> EXCERPT

=======

6th Prime Minister of Haiti
- In office November 8, 1994 – November 7, 1995
- President: Jean-Bertrand Aristide
- Preceded by: Robert Malval
- Succeeded by: Claudette Werleigh

Minister of Commerce
- In office February 19, 1991 – June 14, 1991
- President: Jean-Bertrand Aristide
- Prime Minister: René Préval
- Preceded by: Jean Mainville
- Succeeded by: Jean-François Chamblain

Personal details
- Born: Georges Jean-Jacques Smarck Michel March 29, 1937 Saint-Marc, Haiti
- Died: September 1, 2012 (aged 75) Port-au-Prince, Haiti
- Children: 3, including Marjorie
- Occupation: Businessman

= Smarck Michel =

Haitian politician (1937–2012)

Georges Jean-Jacques Smarck Michel or Smarck Michel (/fr/; March 29, 1937 - September 1, 2012) was appointed prime minister of Haiti on October 27, 1994, occupying the post from November 8, 1994 to October 16, 1995. Smarck was President Aristide's third prime minister, and the first to be named after the President's return from exile.

==Early life==
Michel was born in St. Marc to a military family and completed his post-secondary studies (business administration) in the United States.

Prior to politics Michel was a businessman running a grocery store and ran his family bakery.

==Political career==
His political career began as Minister of Commerce and ended after his Prime Ministership.

== Personal life ==
Married to wife Victoire Marie-Rose Sterlin, with whom he had a son Kenneth and daughters Patricia and Marjorie Michel.

His daughter Marjorie Michel moved to Canada, where she worked for an unofficial ad hoc advocacy organization in the Quebec area. In 2025, she was named the Liberal Party candidate for Papineau and she was elected in the 2025 Canadian federal election. Following her election to Parliament, in May 2025 Prime Minister of Canada Mark Carney appointed Marjorie as Minister of Health during a Cabinet re-shuffle.

Michel died near Port-au-Prince from brain tumour at age 75.

=======

> EXPLORE THE MATERIAL
**a)** In the Smarck Michel article, rewrite the paragraph beginning "His daughter Marjorie Michel moved to Canada" as a short bulleted list that keeps its main facts.
**b)** Transcribe the portion of the Smarck Michel article starting at "Georges Jean-Jacques Smarck Michel or" and ending at "his family bakery.".

> DATA EXTRACT
=======

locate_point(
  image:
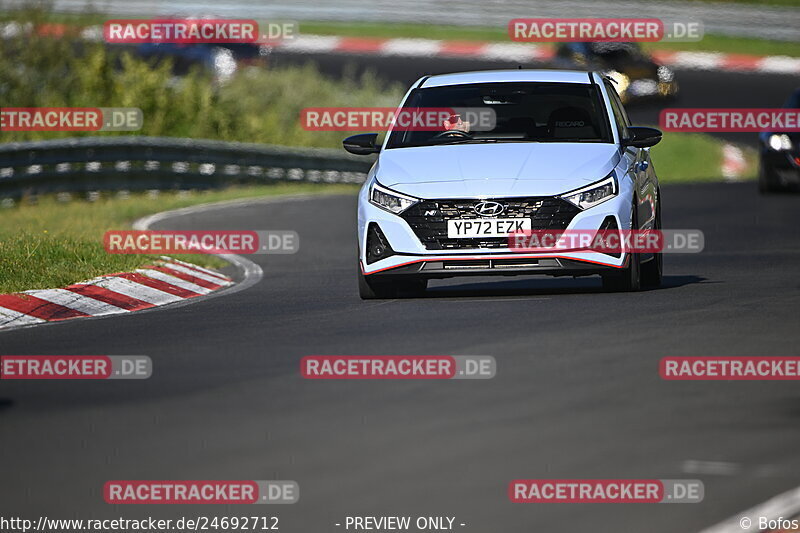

=======

> ANSWERS PROVIDED
**a)**
- Marjorie Michel moved to Canada and worked for an unofficial ad hoc advocacy organization in the Quebec area.
- In 2025 she was named the Liberal Party candidate for Papineau and won the seat in the 2025 Canadian federal election.
- In May 2025, after her election, Prime Minister Mark Carney appointed her Minister of Health in a Cabinet re-shuffle.

**b)**
Georges Jean-Jacques Smarck Michel or Smarck Michel (/fr/; March 29, 1937 - September 1, 2012) was appointed prime minister of Haiti on October 27, 1994, occupying the post from November 8, 1994 to October 16, 1995. Smarck was President Aristide's third prime minister, and the first to be named after the President's return from exile.

==Early life==
Michel was born in St. Marc to a military family and completed his post-secondary studies (business administration) in the United States.

Prior to politics Michel was a businessman running a grocery store and ran his family bakery.